Problem requirements —
In the excerpt on the cloud setup for ci.jenkins.io, reproduce word for word the passage starting with "Update: proposal for" and going on through "than 63 characters.".

The "Assume Role" means AWS STS will be used to generate 1 hour valid token (e.g. whether Web Console or API is used, the credential is only valid 1 hour). It will require additional commands for end users or Terraform but it will avoid keeping APi keys unchanged for months (years?).
We won't use the AWS IAM Identity Center as it is overkill (we only have one AWS account with just a few resources).
We won't deploy stuff outside of a base region (eventually 2), in a single AZ per region (no HA: it fails, then it fails).
The scope of resources must only be ephemeral workloads. Ideally for ci.jenkins.io: public services so the workloads are considered unsafe and untrusted by default (so no mix up with other controllers such as infra.ci.jenkins.io).

dduportal commented 6 months ago

Update:

Body of this issue opened to materialize the new destination chosen during team meeting: until end of August 2024, we want ci.jenkins.io to use Azure credits (instead of non-CloudBees AWS or DigitalOcean credits)

dduportal commented 6 months ago

Update: proposal for the new AKS cluster to be soon created:

Subscription: the Azure "sponsored" subscription (same as
Name: cijenkinsio-agents-1. This name is valid as per https://learn.microsoft.com/en-us/troubleshoot/azure/azure-kubernetes/create-upgrade-delete/aks-common-issues-faq#what-naming-restrictions-are-enforced-for-aks-resources-and-parameters-
- No dots, only hyphens, letters and number. Less than 63 characters.

Picture shape labeling data —
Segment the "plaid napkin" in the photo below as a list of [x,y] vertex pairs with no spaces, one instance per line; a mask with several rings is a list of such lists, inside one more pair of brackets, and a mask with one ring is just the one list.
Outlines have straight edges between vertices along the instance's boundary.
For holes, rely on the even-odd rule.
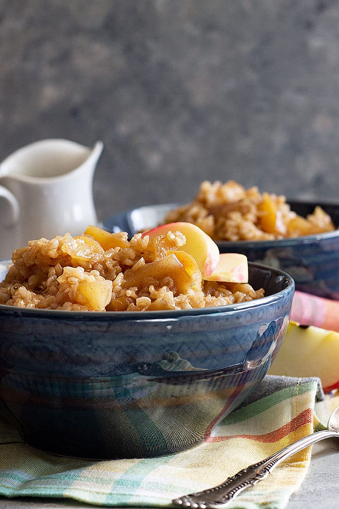
[[[94,461],[57,456],[25,443],[0,417],[0,495],[65,497],[106,506],[169,507],[172,499],[206,489],[313,432],[317,378],[266,376],[208,441],[176,455]],[[316,419],[316,423],[321,426]],[[233,508],[282,509],[306,475],[309,448],[244,491]]]

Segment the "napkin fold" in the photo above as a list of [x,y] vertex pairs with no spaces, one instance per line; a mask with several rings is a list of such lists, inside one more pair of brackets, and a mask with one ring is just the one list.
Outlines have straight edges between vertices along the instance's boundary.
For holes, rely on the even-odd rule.
[[[214,429],[208,441],[155,458],[105,461],[44,453],[25,443],[5,409],[0,412],[0,495],[65,497],[106,506],[170,507],[172,500],[223,482],[319,425],[317,378],[267,375],[241,406]],[[232,507],[283,509],[306,475],[311,448],[278,465],[243,492]]]

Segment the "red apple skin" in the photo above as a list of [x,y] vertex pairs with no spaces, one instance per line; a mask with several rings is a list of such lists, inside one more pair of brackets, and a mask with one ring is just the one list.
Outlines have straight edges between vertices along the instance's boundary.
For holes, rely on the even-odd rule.
[[219,248],[210,237],[198,227],[192,223],[178,222],[162,224],[142,234],[142,238],[146,235],[150,239],[159,235],[164,235],[172,232],[180,232],[186,237],[186,243],[180,247],[192,256],[205,278],[215,270],[220,257]]
[[221,282],[248,282],[247,257],[240,253],[221,253],[215,270],[205,279]]

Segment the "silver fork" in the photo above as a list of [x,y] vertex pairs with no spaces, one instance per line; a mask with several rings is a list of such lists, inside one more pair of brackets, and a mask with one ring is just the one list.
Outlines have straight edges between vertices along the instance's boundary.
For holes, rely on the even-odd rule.
[[328,420],[328,429],[317,431],[284,447],[269,458],[250,465],[218,486],[190,493],[172,500],[176,505],[194,509],[223,509],[244,490],[264,479],[282,461],[325,438],[339,438],[339,406]]

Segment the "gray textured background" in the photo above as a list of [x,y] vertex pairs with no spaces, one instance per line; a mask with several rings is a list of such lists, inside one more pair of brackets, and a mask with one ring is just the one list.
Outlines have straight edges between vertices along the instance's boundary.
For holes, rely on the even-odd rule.
[[99,218],[205,179],[337,201],[339,0],[0,0],[0,159],[104,152]]

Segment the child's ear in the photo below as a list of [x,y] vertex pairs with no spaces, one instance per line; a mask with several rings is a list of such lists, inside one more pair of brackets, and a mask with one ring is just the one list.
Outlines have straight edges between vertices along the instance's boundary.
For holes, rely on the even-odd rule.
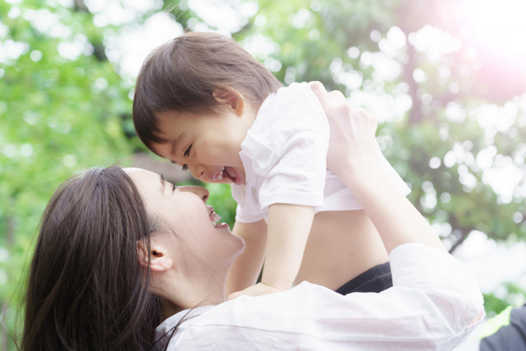
[[[166,256],[163,247],[151,245],[150,247],[150,269],[154,272],[168,270],[174,265],[174,262]],[[143,240],[137,242],[137,256],[139,264],[143,267],[148,267],[148,251]]]
[[229,106],[229,108],[238,116],[245,114],[246,105],[241,93],[229,88],[220,88],[215,90],[212,93],[212,96],[221,105]]

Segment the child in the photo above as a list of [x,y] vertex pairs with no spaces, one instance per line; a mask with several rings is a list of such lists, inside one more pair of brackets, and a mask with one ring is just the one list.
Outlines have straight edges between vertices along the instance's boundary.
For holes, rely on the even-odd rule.
[[[329,124],[309,86],[282,87],[231,39],[188,33],[154,51],[137,78],[133,119],[154,153],[204,182],[231,183],[234,232],[247,247],[231,269],[228,287],[238,292],[229,298],[290,288],[315,214],[361,208],[326,169]],[[407,195],[379,148],[377,158]]]

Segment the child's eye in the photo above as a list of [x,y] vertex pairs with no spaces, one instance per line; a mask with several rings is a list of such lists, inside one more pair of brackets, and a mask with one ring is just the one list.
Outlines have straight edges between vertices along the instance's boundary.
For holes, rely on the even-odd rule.
[[187,157],[190,156],[190,149],[192,147],[191,145],[188,146],[188,148],[186,149],[186,151],[185,152],[185,156]]

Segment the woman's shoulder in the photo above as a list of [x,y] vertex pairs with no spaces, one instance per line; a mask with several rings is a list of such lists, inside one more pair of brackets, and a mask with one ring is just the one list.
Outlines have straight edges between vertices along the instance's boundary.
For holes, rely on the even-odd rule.
[[260,346],[277,340],[283,346],[279,349],[296,349],[298,336],[311,329],[307,325],[312,321],[307,316],[316,313],[312,306],[305,305],[306,299],[319,300],[320,294],[325,295],[326,300],[327,294],[336,298],[341,296],[327,288],[304,282],[282,293],[242,296],[207,306],[190,318],[185,317],[190,310],[183,311],[158,327],[157,338],[163,339],[158,344],[162,346],[169,341],[168,351],[251,349],[255,344]]

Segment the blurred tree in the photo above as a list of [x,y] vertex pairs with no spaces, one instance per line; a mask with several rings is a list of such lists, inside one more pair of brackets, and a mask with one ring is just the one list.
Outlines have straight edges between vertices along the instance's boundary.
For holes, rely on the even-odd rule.
[[[94,54],[102,30],[81,7],[0,2],[0,304],[10,331],[54,189],[81,169],[132,154],[120,128],[130,87]],[[14,349],[0,335],[3,349]]]
[[[225,2],[239,13],[248,3]],[[526,232],[526,83],[455,34],[455,3],[259,0],[232,34],[286,85],[320,81],[376,114],[384,155],[450,250],[473,230],[499,240]],[[166,0],[125,23],[103,23],[90,3],[0,2],[0,304],[14,296],[4,319],[10,330],[22,296],[14,293],[54,190],[143,147],[130,118],[134,83],[116,73],[108,38],[163,4],[185,28],[225,32],[198,17],[206,2]],[[507,186],[490,185],[498,176]],[[229,187],[205,185],[231,225]],[[523,295],[507,288],[508,297],[486,296],[489,310]]]

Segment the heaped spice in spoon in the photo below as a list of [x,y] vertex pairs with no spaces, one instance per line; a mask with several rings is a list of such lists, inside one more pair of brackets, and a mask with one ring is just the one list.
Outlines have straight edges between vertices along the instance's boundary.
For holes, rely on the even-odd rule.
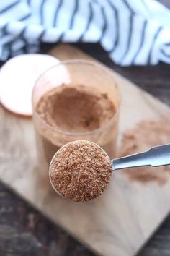
[[76,202],[100,195],[109,182],[111,162],[97,144],[77,140],[65,145],[53,158],[50,179],[55,190]]

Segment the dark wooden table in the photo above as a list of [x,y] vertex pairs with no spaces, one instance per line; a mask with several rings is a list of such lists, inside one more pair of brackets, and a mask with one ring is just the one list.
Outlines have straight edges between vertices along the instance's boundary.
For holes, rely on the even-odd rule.
[[[170,66],[161,63],[155,67],[120,67],[112,63],[99,45],[75,46],[170,106]],[[50,47],[42,46],[41,51]],[[0,183],[0,256],[92,255],[84,245]],[[170,216],[138,256],[170,256]]]

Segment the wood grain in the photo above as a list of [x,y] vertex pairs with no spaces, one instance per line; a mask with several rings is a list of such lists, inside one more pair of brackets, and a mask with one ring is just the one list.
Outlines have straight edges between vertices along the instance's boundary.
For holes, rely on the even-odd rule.
[[[70,50],[64,48],[63,51],[65,54],[68,53],[67,58],[71,57]],[[58,49],[58,56],[61,52],[61,48]],[[135,121],[132,119],[130,126],[125,127],[125,124],[122,123],[120,126],[122,132],[130,128],[131,125],[134,125],[136,121],[141,119],[141,117],[144,116],[145,119],[149,119],[158,118],[166,113],[169,114],[169,110],[166,106],[139,90],[126,80],[115,74],[123,89],[122,93],[124,93],[124,96],[122,95],[122,97],[125,98],[124,101],[125,105],[124,106],[122,105],[121,120],[123,121],[128,114],[125,111],[131,113],[132,109],[134,110],[133,101],[135,101],[135,106],[137,103],[143,104],[143,108],[141,106],[138,111],[138,115],[134,115],[134,116],[138,116],[137,119]],[[126,97],[128,93],[135,95],[136,101],[128,100]],[[128,108],[126,106],[127,103],[129,106]],[[169,205],[166,201],[169,195],[169,186],[166,184],[160,189],[154,184],[150,184],[144,189],[143,187],[140,189],[135,184],[129,184],[125,176],[121,173],[115,175],[115,186],[111,186],[107,193],[104,193],[99,200],[92,204],[90,202],[78,206],[70,201],[64,202],[63,199],[56,197],[52,194],[47,194],[46,191],[40,187],[40,184],[37,183],[37,173],[36,173],[37,169],[34,168],[36,155],[35,150],[32,150],[35,142],[31,122],[29,120],[18,119],[16,116],[12,116],[3,109],[1,111],[0,116],[3,124],[1,132],[4,137],[8,137],[9,142],[10,142],[9,146],[6,145],[3,140],[1,142],[1,149],[3,148],[3,150],[1,150],[2,180],[10,184],[25,199],[35,204],[48,218],[57,221],[60,225],[67,229],[74,236],[85,241],[94,249],[102,252],[104,255],[113,255],[113,254],[117,256],[133,255],[148,239],[169,212]],[[14,127],[13,133],[11,127]],[[16,135],[12,136],[12,134]],[[18,146],[16,147],[16,145]],[[30,159],[32,159],[31,163]],[[12,169],[14,170],[12,173]],[[24,172],[23,169],[25,170]],[[157,202],[153,202],[152,198],[150,200],[148,195],[156,197]],[[134,201],[137,202],[139,198],[142,200],[140,203],[143,202],[143,205],[147,198],[148,207],[143,210],[143,213],[138,215],[137,213],[141,210],[139,205],[136,203],[133,205],[132,208],[130,205]],[[111,204],[111,202],[114,202],[114,204]],[[110,209],[110,213],[109,214],[107,211],[104,213],[103,209]],[[66,212],[69,213],[69,216],[65,216]],[[71,221],[69,218],[70,216],[71,216]],[[128,220],[128,224],[127,222],[125,224],[125,216],[126,220]],[[78,217],[81,217],[80,219]],[[94,223],[93,226],[91,226],[91,221]],[[74,224],[73,226],[72,223]],[[79,229],[80,225],[82,225],[81,230]],[[106,226],[107,228],[104,232],[104,228]],[[122,234],[123,236],[121,236]]]

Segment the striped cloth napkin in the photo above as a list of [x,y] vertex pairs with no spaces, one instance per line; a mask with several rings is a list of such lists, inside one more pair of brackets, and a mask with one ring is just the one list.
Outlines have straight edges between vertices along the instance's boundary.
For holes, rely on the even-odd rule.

Written solution —
Update: proposal for the new AKS cluster to be soon created:

Subscription: the Azure "sponsored" subscription (same as
Name: cijenkinsio-agents-1. This name is valid as per https://learn.microsoft.com/en-us/troubleshoot/azure/azure-kubernetes/create-upgrade-delete/aks-common-issues-faq#what-naming-restrictions-are-enforced-for-aks-resources-and-parameters-
- No dots, only hyphens, letters and number. Less than 63 characters.